◆ Activity
Check each line of the entries below for the word "point", and copy the lines that have it.

[Source records]

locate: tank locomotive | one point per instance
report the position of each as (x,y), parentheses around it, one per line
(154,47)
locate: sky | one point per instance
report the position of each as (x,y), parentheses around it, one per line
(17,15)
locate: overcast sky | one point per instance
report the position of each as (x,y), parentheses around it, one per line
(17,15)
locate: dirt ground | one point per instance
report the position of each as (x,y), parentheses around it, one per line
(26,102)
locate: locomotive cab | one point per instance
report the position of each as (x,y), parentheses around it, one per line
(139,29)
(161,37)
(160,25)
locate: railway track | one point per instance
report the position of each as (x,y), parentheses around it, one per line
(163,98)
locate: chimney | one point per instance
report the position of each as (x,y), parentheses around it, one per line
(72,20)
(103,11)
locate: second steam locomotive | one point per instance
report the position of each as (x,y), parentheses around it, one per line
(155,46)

◆ Answer for the task
locate: tank locomotive | one point per instance
locate: sky | one point per instance
locate: overcast sky | one point per instance
locate: dirt ground | one point per instance
locate: locomotive cab | one point per instance
locate: railway track | one point per instance
locate: chimney | one point per instance
locate: second steam locomotive | one point per instance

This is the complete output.